Start of Supplied data
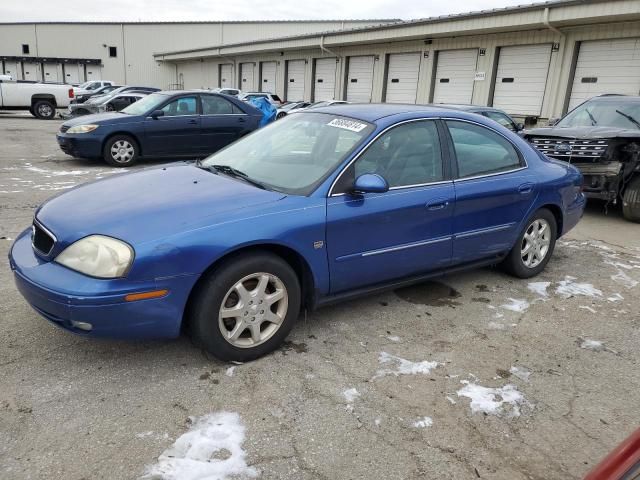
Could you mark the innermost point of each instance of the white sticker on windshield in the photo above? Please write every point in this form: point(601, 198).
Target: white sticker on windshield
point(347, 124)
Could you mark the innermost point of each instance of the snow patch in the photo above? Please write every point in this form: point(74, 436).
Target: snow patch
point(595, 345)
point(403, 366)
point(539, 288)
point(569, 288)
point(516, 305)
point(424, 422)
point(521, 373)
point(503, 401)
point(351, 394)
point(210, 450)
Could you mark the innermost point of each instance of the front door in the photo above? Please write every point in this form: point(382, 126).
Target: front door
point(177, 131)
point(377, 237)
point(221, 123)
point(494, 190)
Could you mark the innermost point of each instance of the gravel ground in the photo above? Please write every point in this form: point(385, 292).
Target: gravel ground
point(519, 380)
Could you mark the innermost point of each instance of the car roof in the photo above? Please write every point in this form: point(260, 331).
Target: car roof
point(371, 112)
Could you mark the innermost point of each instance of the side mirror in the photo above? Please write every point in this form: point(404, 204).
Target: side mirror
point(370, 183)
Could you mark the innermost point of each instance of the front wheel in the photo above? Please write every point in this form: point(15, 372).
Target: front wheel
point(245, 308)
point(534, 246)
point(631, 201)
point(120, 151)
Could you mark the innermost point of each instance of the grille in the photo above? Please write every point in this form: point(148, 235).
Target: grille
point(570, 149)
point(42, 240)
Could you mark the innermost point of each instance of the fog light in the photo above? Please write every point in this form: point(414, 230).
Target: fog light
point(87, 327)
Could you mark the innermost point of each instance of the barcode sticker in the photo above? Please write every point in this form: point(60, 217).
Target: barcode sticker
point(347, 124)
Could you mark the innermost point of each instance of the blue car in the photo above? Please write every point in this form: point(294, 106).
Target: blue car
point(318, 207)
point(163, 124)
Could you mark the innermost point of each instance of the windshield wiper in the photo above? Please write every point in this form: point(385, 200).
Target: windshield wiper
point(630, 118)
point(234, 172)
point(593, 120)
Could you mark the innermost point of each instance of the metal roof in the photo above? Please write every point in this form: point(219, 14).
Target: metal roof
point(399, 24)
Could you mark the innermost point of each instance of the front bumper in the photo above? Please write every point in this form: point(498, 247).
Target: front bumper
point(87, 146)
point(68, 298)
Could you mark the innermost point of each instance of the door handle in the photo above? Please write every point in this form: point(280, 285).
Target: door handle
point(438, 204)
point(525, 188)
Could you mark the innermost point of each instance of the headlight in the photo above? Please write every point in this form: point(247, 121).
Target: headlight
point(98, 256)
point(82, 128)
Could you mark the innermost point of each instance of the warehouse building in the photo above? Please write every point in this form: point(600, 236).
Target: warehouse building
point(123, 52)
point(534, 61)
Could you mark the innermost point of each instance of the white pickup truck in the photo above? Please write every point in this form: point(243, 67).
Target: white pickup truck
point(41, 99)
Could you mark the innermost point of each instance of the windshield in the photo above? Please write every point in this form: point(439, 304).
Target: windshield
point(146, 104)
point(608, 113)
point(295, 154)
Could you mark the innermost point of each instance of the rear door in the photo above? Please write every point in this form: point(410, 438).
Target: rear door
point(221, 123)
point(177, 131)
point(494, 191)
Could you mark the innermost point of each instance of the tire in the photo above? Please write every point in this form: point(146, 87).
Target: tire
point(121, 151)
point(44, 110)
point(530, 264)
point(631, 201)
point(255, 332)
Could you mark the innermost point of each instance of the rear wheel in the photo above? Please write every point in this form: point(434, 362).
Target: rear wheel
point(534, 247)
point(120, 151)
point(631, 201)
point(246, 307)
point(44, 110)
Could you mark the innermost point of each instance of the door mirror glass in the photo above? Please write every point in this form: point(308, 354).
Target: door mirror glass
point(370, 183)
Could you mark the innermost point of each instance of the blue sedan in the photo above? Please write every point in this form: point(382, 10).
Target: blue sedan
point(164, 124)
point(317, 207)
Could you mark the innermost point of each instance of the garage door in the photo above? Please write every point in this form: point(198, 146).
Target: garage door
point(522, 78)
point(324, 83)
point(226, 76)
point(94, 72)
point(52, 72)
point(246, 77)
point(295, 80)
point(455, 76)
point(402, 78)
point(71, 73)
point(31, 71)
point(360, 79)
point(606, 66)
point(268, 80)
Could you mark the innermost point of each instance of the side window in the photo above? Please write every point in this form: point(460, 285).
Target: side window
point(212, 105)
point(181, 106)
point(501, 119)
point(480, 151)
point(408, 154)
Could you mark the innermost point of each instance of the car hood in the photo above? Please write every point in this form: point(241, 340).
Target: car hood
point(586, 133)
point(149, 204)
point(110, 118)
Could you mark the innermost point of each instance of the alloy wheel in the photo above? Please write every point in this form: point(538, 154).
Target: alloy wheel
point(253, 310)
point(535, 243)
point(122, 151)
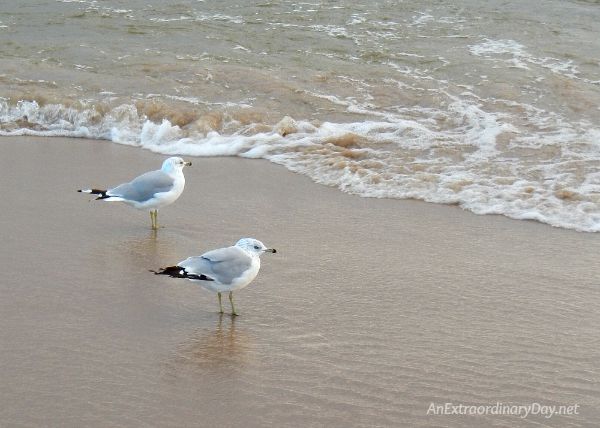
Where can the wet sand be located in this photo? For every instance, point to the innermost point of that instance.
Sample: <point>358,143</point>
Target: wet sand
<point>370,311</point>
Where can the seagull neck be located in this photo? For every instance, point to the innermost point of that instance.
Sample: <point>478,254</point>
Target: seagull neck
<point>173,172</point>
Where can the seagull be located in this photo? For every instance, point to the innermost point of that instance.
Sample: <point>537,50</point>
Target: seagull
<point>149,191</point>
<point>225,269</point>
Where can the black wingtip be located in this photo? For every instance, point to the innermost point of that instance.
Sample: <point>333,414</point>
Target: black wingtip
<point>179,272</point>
End of Supplied data
Start of Supplied data
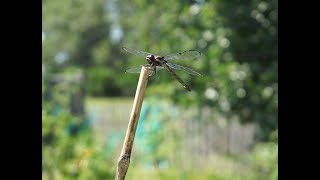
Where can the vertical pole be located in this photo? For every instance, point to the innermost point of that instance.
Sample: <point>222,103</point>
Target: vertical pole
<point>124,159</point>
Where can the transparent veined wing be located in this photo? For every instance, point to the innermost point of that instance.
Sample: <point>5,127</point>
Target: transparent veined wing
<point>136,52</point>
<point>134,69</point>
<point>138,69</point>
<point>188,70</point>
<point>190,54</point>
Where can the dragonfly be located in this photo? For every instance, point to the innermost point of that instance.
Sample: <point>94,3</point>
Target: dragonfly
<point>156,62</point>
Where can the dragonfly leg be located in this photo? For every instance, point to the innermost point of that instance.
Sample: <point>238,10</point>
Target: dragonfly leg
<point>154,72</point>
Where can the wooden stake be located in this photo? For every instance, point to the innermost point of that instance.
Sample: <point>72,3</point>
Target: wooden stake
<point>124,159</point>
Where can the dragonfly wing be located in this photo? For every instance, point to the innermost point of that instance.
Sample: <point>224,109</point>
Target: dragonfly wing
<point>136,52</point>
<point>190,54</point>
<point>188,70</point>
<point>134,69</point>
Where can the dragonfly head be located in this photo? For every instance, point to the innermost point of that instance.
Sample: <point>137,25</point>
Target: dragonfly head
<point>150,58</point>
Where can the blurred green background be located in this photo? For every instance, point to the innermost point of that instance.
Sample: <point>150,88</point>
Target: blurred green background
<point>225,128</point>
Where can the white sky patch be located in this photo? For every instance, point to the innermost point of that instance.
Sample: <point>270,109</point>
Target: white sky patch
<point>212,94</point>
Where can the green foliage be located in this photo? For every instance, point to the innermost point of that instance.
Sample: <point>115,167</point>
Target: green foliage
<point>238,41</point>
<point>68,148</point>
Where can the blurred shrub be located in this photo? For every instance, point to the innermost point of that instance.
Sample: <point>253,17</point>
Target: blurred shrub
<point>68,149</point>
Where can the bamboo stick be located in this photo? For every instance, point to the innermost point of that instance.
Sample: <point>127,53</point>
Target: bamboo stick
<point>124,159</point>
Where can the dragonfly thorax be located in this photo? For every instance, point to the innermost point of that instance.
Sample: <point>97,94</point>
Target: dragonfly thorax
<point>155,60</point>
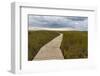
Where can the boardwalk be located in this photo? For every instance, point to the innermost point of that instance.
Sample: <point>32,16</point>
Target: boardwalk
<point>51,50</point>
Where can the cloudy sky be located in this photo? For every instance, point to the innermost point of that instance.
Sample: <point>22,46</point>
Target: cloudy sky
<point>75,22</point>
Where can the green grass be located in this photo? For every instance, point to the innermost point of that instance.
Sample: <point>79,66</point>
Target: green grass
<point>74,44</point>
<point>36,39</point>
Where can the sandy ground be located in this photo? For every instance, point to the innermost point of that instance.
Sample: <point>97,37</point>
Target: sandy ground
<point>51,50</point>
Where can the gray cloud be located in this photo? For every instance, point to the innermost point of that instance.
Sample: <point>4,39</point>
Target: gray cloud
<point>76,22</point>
End of Supplied data
Your goal: Find every line in the data above that contains the string "garage", and copy each one. The match is case-sensitive.

Answer in full:
Could you mark the innermost point of each instance of the garage door in the photo above? Please write every point in this form: point(198, 146).
Target: garage door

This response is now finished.